Task goal: Write out again, exactly, the lines below starting at the one with "pixel 146 109" and ending at the one with "pixel 286 25".

Data for review:

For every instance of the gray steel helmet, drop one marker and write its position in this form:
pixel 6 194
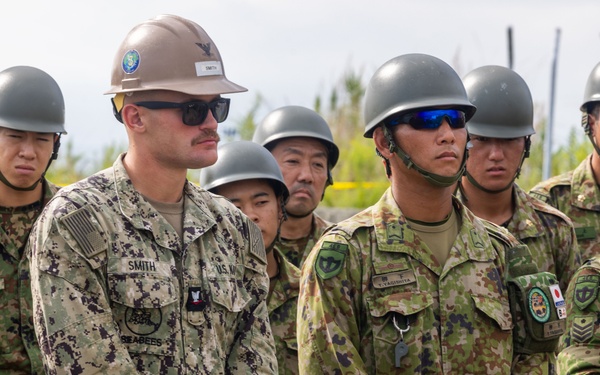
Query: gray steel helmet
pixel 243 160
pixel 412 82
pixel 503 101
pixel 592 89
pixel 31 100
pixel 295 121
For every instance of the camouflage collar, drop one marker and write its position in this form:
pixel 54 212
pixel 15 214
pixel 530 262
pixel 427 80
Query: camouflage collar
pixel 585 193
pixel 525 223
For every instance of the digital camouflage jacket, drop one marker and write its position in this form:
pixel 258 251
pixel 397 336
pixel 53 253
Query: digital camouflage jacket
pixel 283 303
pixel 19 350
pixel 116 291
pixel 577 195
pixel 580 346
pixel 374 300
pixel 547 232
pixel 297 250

---

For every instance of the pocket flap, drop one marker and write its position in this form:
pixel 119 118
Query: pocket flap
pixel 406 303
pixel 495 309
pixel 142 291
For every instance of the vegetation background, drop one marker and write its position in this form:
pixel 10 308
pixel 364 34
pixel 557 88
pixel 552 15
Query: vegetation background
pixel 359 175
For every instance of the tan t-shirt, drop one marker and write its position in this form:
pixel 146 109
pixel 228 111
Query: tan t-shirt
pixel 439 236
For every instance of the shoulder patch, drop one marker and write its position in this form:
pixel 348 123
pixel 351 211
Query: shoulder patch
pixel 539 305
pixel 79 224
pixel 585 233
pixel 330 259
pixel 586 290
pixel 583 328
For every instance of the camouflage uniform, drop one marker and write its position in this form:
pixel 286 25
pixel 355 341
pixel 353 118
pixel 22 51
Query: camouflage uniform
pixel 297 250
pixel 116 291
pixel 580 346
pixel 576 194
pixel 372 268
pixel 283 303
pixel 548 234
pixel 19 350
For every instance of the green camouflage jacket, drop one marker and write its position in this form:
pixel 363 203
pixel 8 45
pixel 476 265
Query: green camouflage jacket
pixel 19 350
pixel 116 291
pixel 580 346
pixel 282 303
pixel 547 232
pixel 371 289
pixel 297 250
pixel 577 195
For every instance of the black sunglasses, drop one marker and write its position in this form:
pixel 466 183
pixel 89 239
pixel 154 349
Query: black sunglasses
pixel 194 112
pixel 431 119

Your solution:
pixel 146 109
pixel 228 111
Query: tan t-shirt
pixel 439 236
For every instance of the shoulder patch, drop one marker and write its position in this form:
pixel 348 123
pixel 351 211
Query: shoulder patch
pixel 539 305
pixel 79 224
pixel 585 233
pixel 330 259
pixel 586 290
pixel 583 328
For every instance of the camouflage uniform, drop one marker and write its position in this form:
pixel 286 25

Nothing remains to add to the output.